Written task =>
How many lines of the material below contain the word "report"? Reply with only the number.

Supplied material =>

# # # # # # #

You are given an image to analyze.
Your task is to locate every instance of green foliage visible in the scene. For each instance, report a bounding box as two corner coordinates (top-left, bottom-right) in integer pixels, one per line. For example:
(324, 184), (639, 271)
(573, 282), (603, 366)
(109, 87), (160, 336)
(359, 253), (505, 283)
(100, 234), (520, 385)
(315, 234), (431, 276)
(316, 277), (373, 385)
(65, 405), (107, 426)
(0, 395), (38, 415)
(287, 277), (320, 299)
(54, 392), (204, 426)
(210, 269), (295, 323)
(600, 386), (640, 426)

# # # # # # #

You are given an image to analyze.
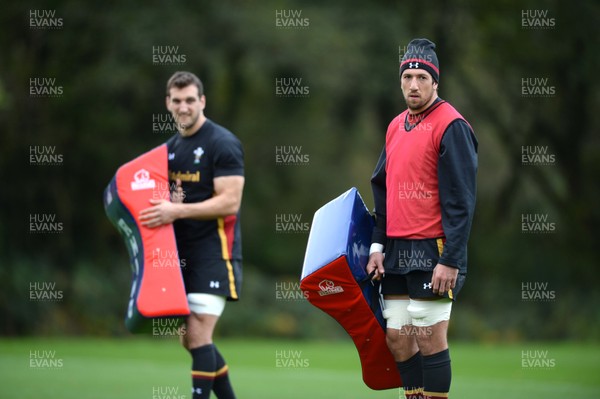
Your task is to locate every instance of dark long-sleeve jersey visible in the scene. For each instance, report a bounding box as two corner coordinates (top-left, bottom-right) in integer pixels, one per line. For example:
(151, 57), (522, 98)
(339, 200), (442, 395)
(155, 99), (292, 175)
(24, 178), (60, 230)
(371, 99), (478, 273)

# # # # # # #

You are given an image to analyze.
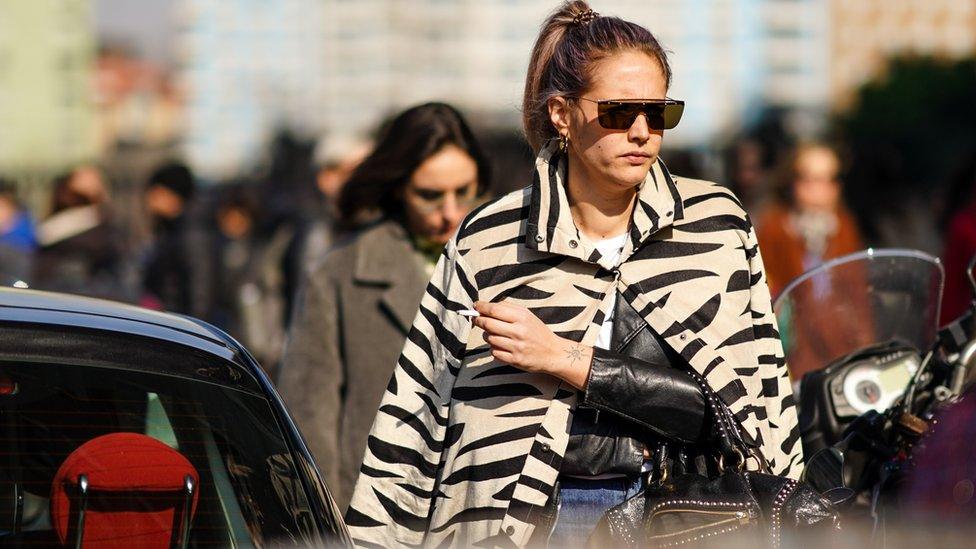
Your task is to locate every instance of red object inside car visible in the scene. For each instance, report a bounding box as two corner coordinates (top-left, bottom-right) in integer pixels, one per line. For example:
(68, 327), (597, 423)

# # # # # # #

Solution for this exercise =>
3